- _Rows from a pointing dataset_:
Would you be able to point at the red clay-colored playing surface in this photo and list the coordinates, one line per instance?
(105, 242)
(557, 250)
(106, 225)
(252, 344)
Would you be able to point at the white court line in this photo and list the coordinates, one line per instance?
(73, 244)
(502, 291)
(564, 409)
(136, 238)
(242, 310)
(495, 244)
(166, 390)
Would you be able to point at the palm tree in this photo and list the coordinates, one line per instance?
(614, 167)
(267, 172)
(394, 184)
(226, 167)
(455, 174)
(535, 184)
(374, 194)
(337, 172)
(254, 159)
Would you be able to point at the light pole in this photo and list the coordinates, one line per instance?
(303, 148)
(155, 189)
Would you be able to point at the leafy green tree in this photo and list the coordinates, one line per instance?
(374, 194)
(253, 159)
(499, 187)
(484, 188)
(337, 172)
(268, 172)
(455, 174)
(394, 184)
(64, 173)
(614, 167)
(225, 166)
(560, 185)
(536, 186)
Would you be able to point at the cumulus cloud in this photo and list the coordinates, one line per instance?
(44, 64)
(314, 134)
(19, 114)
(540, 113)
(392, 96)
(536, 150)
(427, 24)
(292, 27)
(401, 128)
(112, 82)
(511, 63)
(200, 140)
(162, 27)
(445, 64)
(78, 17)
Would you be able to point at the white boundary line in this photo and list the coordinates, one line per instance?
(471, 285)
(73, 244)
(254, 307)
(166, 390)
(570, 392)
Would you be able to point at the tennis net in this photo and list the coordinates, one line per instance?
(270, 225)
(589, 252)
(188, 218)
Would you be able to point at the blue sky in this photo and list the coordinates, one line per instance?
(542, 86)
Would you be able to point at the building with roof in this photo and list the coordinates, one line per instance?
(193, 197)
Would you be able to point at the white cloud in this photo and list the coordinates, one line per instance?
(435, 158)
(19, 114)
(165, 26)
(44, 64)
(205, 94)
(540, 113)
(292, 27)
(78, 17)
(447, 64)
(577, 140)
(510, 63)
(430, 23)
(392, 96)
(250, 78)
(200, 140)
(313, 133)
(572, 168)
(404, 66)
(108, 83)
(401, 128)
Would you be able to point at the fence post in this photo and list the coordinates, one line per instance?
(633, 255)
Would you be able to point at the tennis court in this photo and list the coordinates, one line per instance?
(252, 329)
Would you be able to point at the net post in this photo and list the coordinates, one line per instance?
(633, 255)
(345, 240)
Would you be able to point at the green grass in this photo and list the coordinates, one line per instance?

- _What is expected_: Start at the row containing "Would you be able to point at the tennis court" and continue to the last row. Rewrite those rows with "net post" changed to "net pole" and everything else left as it is.

- _The solution_:
Would you be able to point at the tennis court in this photo and list the coordinates, one line per instance?
(252, 329)
Would you be able to point at the net pole in this photo and list the coordinates, one line per instance?
(633, 255)
(345, 240)
Would you be able to point at the green grass in this photo and list the coordinates, one line per instance?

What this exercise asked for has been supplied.